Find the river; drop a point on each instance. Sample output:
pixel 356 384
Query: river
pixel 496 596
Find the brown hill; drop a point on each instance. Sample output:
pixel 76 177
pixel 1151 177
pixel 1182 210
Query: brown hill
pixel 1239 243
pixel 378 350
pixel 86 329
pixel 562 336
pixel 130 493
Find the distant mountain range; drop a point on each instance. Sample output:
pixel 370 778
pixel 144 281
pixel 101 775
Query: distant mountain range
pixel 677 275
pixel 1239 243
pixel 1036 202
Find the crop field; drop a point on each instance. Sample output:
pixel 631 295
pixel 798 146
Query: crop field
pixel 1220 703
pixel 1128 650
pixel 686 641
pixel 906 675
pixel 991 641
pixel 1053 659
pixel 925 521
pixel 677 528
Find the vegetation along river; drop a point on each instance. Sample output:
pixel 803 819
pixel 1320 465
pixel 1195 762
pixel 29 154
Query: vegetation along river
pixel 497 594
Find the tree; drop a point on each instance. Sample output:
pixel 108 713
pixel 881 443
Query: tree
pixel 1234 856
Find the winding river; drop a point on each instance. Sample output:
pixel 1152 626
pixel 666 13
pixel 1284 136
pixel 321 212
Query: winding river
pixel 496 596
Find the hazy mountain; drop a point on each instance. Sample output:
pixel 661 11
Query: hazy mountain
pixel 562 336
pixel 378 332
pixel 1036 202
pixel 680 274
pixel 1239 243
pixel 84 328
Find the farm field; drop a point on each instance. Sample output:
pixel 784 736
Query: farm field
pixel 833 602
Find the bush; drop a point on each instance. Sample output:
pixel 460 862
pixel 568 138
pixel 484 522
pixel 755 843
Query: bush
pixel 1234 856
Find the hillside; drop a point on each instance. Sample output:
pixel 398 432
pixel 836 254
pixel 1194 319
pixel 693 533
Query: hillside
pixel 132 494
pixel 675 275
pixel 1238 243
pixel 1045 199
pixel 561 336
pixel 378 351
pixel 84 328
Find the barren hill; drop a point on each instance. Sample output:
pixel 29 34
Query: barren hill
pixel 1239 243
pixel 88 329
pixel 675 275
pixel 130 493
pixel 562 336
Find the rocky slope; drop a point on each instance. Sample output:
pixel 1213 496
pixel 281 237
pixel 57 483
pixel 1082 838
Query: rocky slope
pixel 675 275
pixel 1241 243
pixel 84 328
═══
◆ Task objective
Set down verbatim only the lines between the start of the data above and the line with "pixel 101 775", both boundaries included.

◆ Task result
Find the river; drop a point on each instance. Sample output:
pixel 356 384
Query: river
pixel 496 596
Find the brown hill; drop a point on each instance. Sample output:
pixel 76 177
pixel 1151 177
pixel 1182 210
Query: brown hill
pixel 1239 243
pixel 378 350
pixel 86 329
pixel 562 336
pixel 130 493
Find the distant mountain range; drop a point on each instance. Sample output:
pixel 370 778
pixel 144 281
pixel 101 775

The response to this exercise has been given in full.